● EXTRACT:

*** Block opens ***

Lingering fatigue, loss of taste and smell reported most often

Close to a third of people who experienced mild to moderate Covid-19 symptoms during the acute phase of the illness had lingering symptoms 7 to 9 months later, according to a follow-up study from Switzerland.

Fatigue, loss of taste or smell, headache, and shortness of breath were the most commonly reported long-haul symptoms, but the severity of these symptoms was generally reported to be mild to moderate at 7 to 9 months by study participants.

More than half of study participants reported having no lingering symptoms 7 to 9 months after their Covid-19 diagnosis, but 11% reported worsening symptoms after initially reporting no ongoing symptoms.

The patient-reported survey study, published online this week in Annals of Internal Medicine, is just the latest to show ongoing symptoms in a significant percentage of people with Covid-19 months after the acute phase of the illness.

A separate survey involving more than 200 patients with both mild and severe acute Covid-19 showed persistent symptoms in roughly a third, 7 to 9 months after diagnosis.

And a recent systematic review of 45 studies also showed evidence of persistent symptoms following the acute phase of Covid-19 in a significant percentage of patients.

In the latest study, researcher Mayssam Nehme, MD, and colleagues from the Geneva University Hospitals surveyed 629 adult Covid-19 patients from mid-March to mid-May 2020 using telephone interviews at enrollment and 30 to 45 days and 7 to 9 months from diagnosis.

Their median age was 41 years, 60.9% were women, 25.3% were health care workers, and 70.7% had no underlying risk factors.

*** Block closes ***

Data records:
*** Block opens ***

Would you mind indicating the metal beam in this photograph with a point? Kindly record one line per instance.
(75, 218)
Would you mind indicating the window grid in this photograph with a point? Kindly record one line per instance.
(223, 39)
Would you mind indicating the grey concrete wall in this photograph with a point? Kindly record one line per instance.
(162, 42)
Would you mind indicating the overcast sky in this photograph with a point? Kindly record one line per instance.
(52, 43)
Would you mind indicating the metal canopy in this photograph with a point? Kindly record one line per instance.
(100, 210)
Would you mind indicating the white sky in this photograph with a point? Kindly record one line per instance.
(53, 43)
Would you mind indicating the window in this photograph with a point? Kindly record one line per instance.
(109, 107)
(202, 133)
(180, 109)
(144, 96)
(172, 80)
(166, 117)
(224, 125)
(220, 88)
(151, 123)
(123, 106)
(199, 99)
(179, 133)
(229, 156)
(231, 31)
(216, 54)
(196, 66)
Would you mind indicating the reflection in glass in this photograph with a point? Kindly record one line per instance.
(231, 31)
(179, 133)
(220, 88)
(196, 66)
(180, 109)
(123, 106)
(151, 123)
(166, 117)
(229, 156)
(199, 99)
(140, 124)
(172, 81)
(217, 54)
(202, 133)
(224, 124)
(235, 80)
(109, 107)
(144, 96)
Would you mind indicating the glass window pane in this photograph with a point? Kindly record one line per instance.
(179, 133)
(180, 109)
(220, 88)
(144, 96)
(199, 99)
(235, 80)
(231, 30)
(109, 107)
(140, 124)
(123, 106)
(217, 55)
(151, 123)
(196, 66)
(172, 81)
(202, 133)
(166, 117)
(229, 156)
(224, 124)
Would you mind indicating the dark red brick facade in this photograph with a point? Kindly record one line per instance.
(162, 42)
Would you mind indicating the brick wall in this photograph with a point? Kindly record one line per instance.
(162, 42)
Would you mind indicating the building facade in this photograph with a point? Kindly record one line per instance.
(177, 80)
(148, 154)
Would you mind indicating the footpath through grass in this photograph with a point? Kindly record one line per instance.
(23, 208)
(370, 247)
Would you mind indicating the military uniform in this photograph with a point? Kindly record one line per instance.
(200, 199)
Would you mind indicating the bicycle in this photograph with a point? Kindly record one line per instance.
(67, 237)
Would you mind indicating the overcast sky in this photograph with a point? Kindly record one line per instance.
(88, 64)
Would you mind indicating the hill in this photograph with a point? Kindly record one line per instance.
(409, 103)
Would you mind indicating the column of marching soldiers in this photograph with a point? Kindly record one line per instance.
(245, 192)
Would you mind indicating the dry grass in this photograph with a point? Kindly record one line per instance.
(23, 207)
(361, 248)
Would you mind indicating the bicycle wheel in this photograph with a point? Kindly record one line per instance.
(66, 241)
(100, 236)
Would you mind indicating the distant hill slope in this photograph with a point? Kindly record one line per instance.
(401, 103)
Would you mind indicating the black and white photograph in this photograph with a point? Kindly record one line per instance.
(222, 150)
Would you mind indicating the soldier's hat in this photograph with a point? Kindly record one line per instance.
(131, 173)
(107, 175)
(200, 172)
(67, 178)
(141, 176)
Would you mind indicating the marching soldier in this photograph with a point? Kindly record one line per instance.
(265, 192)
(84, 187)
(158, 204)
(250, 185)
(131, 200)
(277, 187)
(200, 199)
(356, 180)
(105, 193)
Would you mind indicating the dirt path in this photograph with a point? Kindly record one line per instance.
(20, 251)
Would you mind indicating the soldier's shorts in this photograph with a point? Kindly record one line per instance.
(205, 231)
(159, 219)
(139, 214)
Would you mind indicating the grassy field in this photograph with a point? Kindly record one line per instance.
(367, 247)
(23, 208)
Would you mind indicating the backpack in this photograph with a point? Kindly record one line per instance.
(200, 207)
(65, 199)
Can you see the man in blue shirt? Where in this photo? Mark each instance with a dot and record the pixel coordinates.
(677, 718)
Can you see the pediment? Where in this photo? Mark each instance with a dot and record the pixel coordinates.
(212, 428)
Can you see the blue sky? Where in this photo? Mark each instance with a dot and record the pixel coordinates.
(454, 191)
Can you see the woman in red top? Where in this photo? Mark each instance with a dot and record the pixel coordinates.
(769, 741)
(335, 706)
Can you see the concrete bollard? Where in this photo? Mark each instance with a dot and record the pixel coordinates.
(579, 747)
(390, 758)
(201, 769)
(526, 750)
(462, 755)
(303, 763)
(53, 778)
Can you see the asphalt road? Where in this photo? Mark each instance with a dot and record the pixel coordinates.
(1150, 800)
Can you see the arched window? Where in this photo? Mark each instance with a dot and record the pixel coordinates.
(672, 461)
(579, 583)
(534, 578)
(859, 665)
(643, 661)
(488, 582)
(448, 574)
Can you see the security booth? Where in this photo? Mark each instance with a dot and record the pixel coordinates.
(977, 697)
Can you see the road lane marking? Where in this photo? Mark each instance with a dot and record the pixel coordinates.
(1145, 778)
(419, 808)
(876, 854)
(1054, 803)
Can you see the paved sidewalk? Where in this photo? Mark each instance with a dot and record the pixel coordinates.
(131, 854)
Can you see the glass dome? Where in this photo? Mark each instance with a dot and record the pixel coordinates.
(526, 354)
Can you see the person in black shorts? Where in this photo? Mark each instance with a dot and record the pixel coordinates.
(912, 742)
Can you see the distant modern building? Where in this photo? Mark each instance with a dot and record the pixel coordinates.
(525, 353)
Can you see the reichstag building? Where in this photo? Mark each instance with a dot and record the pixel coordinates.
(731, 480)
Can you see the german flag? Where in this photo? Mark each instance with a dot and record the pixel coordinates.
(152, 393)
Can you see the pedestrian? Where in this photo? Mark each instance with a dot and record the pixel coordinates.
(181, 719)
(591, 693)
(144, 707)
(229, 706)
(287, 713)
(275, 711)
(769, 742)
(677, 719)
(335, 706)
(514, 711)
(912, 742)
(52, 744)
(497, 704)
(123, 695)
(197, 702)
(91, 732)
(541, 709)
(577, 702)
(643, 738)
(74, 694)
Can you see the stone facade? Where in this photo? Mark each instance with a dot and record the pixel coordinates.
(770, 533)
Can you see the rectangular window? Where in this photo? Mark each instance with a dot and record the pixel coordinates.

*** Block closes ***

● WHAT IS NEEDED: Reproduce word for word the stretch of the article on lingering Covid-19 symptoms from "A separate survey" through "months from diagnosis.".

● WRITTEN SOLUTION:
A separate survey involving more than 200 patients with both mild and severe acute Covid-19 showed persistent symptoms in roughly a third, 7 to 9 months after diagnosis.

And a recent systematic review of 45 studies also showed evidence of persistent symptoms following the acute phase of Covid-19 in a significant percentage of patients.

In the latest study, researcher Mayssam Nehme, MD, and colleagues from the Geneva University Hospitals surveyed 629 adult Covid-19 patients from mid-March to mid-May 2020 using telephone interviews at enrollment and 30 to 45 days and 7 to 9 months from diagnosis.